[Stored data entries]

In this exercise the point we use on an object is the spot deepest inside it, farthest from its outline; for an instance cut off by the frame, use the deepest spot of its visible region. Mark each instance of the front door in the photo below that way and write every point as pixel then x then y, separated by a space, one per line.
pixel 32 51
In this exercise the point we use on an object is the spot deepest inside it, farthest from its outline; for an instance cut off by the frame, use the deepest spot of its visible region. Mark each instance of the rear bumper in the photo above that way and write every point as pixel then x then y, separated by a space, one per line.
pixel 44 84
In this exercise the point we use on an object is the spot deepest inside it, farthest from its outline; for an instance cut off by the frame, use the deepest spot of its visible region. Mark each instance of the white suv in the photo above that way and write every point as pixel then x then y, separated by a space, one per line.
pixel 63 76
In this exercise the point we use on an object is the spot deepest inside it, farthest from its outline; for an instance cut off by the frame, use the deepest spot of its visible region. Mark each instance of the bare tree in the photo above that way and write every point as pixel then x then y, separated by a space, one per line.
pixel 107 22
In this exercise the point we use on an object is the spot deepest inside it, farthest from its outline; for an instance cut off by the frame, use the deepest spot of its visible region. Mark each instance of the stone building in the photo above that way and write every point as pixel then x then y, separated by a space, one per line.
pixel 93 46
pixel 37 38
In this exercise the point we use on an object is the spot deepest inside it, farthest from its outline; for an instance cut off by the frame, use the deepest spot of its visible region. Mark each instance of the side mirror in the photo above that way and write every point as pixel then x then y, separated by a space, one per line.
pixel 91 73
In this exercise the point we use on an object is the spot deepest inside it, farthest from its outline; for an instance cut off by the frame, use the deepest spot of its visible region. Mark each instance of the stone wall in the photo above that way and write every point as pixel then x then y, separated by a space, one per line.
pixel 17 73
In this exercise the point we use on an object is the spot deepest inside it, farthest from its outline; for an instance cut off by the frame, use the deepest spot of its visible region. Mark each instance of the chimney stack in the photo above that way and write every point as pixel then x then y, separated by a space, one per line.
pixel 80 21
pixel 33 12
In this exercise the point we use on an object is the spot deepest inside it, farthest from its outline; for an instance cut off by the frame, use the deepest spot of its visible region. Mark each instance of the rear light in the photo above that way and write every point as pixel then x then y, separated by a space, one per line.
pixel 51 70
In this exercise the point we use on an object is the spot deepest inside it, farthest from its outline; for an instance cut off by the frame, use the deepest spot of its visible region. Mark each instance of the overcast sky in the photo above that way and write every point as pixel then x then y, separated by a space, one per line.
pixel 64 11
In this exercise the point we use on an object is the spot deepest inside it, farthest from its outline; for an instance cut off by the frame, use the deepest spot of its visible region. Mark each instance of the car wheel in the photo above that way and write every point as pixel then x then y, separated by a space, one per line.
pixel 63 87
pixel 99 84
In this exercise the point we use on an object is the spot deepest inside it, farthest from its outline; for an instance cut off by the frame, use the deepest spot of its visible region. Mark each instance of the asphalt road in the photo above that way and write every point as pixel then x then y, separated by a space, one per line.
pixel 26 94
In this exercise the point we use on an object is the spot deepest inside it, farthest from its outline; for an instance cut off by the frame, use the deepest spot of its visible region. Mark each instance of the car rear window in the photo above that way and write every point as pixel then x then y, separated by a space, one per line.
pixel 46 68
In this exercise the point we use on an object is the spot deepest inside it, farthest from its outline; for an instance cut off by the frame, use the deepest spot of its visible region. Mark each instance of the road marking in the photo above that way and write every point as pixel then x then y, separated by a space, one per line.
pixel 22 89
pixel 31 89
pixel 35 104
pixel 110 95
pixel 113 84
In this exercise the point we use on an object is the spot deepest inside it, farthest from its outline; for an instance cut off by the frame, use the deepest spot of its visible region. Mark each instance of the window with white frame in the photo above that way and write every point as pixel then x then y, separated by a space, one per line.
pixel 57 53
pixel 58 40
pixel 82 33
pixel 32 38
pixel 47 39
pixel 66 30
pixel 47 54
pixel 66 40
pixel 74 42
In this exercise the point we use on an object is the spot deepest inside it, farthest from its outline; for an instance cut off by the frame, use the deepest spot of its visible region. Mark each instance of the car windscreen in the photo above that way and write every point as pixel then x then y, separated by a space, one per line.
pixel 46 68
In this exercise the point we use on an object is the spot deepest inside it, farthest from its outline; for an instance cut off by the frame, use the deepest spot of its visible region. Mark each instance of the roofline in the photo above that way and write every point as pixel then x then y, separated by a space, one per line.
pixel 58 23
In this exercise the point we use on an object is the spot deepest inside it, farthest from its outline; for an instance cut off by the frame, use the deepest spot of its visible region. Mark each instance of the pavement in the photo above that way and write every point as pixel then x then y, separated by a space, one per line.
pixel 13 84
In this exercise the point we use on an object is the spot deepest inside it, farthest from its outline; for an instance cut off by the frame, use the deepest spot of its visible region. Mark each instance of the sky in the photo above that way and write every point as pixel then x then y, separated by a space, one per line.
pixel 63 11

- Exercise details
Retype the listing word for word, starting with the line that contains "of the chimney" and going on through the line that contains "pixel 64 11".

- Task response
In this exercise the point we use on an object is the spot deepest inside it, farthest from its outline; for an instance cut off by the frame, use the deepest spot of its visible region. Mark each instance of the chimney stack in the photo above that way and write every point as pixel then x then y, separated by a space, one per line.
pixel 80 21
pixel 33 12
In this exercise the point we use on an object is the spot deepest inside it, farthest from its outline; for an instance cut off by the frame, use the deepest spot of its visible region. Mark each instance of the rear light in the photo above that way and write every point as pixel then x then y, separated by a space, one per line.
pixel 51 70
In this exercise the point we use on an object is the spot deepest inside it, farthest from its outline; for an instance cut off by the frame, use the deepest spot of its visible region. Mark each instance of the overcast sky in the photo above that way and write every point as pixel then x then y, separated by a space, one per line.
pixel 64 11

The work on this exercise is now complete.